▸ INSTRUCTION: Can you write out every line of the material below word for word, with no changes?

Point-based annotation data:
* BEGIN *
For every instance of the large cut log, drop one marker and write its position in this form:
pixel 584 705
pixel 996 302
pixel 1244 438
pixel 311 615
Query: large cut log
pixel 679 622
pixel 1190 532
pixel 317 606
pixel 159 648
* END *
▸ RESPONSE TO THE EXERCISE:
For every instance of the large cut log, drop one marker and write its position in this form:
pixel 584 705
pixel 996 302
pixel 1244 438
pixel 311 615
Query: large cut log
pixel 679 622
pixel 1190 532
pixel 317 606
pixel 159 648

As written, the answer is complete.